Seçilen bölüm:
• • • • •

IŞİD’in silahları mercek altında
Musul’da IŞİD’in terk ettiği silah fabrikalarını inceleyen CAR örgütü, IŞİD’in silah sevkiyat şebekesiyle ilgili raporunu yayınladı. Raporda sevkiyatın önemli bölümünün Türkiye üzerinden yapıldığına dikkat çekiliyor.
Silah sevkiyatları konusunda uzman İngiliz sivil toplum kuruluşu Conflict Armament Research (CAR) uzmanlarından oluşan ekipler, kasım ayında IŞİD’e karşı Musul’da yürütülen operasyonda Irak birliklerine eşlik etti. IŞİD’in terk ettiği altı silah fabrikasında ve cephede bırakılan silah ve cephaneler üzerinde incelemelerde bulunan uzmanların hazırladığı rapor, çarşamba günü kamuoyuna sunuldu. CAR Başkanı James Beavan, DW’nin sorularını yanıtladı:
DW: IŞİD’in silah ve cephane fabrikalarında ne tür silahlar üretilmiş? Miktar ve kaliteleri konusunda bilgi verebilir misiniz?
James Beavan: IŞİD’in en çok, farklı kalibrelerde, özellikle de 120 milimetrelik havan mermileri ürettiğini görüyoruz. En az iki farklı model roket de üretmişler. Fabrikalarda ve cephede ele geçirdiklerimizden yola çıkarak, on binlerce silah ürettiklerini söyleyebiliriz. Kalite açısından standartlaştırılmış kontrol önlemleri aldıkları sonucuna varıyoruz. Bulduğumuz belgelerde silahların tüm özellikleri listelenmiş. Yaptığımız kontrol ölçümleri, bulunan silahların bu listelenmiş özelliklere tamı tamına uyduğunu gösterdi. Yüksek hassasiyette, kaliteli işlenmiş silahlardı.

• • • • •

Verilen materyal:

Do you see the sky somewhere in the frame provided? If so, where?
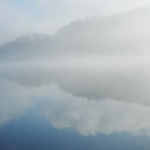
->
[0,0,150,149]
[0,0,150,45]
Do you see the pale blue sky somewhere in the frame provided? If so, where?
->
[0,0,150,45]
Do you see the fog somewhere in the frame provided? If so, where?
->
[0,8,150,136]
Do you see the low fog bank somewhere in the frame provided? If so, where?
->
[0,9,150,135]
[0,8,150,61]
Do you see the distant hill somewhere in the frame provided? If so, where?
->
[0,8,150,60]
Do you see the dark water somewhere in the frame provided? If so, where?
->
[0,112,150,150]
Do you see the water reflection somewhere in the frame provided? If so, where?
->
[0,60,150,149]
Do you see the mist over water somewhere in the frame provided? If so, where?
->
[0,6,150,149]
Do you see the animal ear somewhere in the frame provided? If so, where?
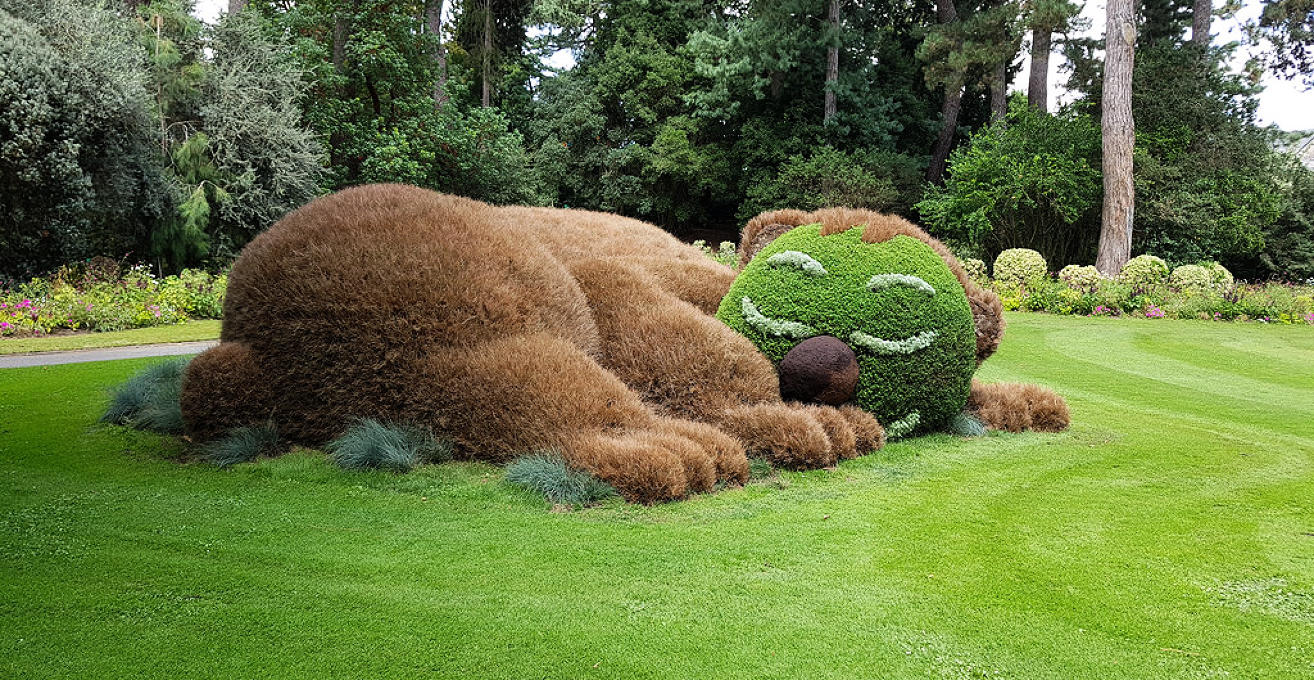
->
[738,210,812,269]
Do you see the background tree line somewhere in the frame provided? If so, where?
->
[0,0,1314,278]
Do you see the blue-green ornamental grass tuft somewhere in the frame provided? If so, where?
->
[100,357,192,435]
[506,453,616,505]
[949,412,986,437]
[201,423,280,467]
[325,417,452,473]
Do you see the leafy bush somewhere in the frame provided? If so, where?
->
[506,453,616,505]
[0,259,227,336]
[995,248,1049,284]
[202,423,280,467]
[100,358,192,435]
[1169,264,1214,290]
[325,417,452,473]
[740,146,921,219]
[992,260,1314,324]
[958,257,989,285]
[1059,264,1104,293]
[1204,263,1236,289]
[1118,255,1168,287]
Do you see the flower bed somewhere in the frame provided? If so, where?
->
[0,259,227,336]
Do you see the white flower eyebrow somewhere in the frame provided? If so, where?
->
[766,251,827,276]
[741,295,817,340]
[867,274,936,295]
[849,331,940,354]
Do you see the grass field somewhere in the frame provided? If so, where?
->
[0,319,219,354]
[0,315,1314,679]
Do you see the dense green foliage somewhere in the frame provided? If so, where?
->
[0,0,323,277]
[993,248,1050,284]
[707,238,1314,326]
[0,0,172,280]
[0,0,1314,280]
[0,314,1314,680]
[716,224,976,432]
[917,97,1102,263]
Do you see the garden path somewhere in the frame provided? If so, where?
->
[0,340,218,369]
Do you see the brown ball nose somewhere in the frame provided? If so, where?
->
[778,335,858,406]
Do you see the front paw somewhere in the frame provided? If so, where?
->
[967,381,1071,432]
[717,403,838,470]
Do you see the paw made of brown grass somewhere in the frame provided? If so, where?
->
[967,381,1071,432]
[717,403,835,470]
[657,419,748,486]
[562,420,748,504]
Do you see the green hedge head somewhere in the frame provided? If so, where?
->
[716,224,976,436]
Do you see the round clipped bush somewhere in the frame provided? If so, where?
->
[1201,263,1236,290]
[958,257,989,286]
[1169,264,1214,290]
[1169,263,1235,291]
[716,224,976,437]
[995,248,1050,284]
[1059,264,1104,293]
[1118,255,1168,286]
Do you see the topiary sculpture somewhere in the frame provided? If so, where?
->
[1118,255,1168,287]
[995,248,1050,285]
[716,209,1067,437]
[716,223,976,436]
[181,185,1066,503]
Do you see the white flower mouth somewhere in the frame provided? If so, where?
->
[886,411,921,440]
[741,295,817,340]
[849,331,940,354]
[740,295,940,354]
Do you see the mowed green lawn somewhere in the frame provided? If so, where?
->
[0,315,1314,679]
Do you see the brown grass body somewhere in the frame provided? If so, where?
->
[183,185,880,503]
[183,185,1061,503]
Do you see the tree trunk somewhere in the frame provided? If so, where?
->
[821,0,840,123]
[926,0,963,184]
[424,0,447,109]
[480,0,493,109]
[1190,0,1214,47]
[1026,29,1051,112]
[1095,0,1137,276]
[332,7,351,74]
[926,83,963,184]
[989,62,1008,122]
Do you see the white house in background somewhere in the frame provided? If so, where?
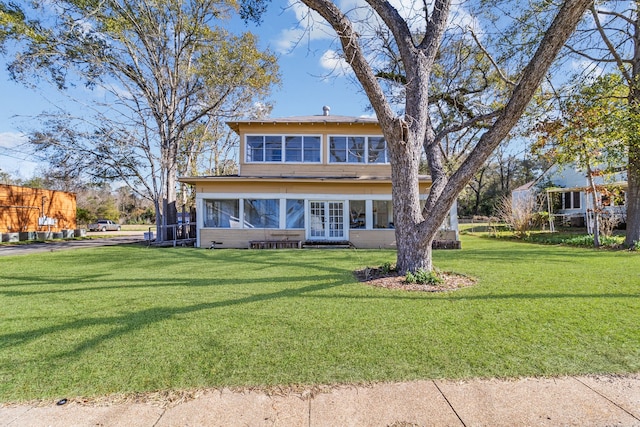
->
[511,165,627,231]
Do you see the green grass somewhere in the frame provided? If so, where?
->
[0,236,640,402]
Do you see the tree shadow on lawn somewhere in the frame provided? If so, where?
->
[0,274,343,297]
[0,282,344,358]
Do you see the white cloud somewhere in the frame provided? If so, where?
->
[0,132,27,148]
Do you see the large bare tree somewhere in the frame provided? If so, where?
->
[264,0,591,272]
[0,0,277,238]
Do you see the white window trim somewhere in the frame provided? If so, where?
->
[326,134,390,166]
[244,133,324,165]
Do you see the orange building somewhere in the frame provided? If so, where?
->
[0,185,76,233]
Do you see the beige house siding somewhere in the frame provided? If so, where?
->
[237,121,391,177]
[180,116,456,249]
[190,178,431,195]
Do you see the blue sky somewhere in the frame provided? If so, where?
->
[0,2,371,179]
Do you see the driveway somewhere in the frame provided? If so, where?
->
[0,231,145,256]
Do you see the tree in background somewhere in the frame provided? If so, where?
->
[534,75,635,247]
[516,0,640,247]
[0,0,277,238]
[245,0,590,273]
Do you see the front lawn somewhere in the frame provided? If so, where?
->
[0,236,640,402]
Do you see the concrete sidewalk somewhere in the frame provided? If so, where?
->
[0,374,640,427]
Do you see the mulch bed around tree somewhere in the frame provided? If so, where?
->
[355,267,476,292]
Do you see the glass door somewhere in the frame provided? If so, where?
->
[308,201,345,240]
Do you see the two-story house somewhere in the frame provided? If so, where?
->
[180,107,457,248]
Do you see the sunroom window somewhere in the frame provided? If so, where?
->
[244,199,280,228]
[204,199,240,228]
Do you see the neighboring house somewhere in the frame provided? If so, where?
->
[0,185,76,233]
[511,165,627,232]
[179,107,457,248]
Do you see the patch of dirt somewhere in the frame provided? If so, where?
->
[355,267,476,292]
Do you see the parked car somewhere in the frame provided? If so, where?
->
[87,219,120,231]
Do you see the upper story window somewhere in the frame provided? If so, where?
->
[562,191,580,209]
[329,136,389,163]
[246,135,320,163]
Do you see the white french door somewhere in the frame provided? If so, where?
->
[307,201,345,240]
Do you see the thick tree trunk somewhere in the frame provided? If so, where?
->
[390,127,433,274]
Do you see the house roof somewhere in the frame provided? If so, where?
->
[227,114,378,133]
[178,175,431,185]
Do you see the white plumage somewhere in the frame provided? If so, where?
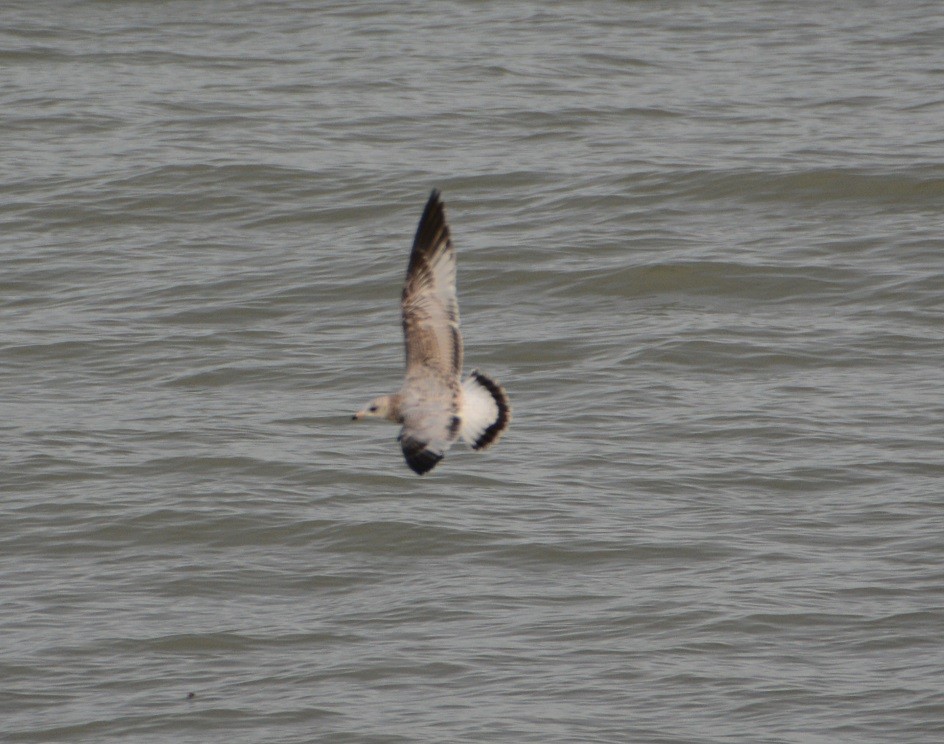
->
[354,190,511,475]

• • • • •

Görev tanımı:
Seçilen bölümde "IŞİD’in silahları mercek" ifadesinden "bilgi verebilir misiniz?" ifadesine kadar uzanan kısmı hiçbir değişiklik yapmadan yeniden yazın.

Tamamlanan görev:
IŞİD’in silahları mercek altında
Musul’da IŞİD’in terk ettiği silah fabrikalarını inceleyen CAR örgütü, IŞİD’in silah sevkiyat şebekesiyle ilgili raporunu yayınladı. Raporda sevkiyatın önemli bölümünün Türkiye üzerinden yapıldığına dikkat çekiliyor.
Silah sevkiyatları konusunda uzman İngiliz sivil toplum kuruluşu Conflict Armament Research (CAR) uzmanlarından oluşan ekipler, kasım ayında IŞİD’e karşı Musul’da yürütülen operasyonda Irak birliklerine eşlik etti. IŞİD’in terk ettiği altı silah fabrikasında ve cephede bırakılan silah ve cephaneler üzerinde incelemelerde bulunan uzmanların hazırladığı rapor, çarşamba günü kamuoyuna sunuldu. CAR Başkanı James Beavan, DW’nin sorularını yanıtladı:
DW: IŞİD’in silah ve cephane fabrikalarında ne tür silahlar üretilmiş? Miktar ve kaliteleri konusunda bilgi verebilir misiniz?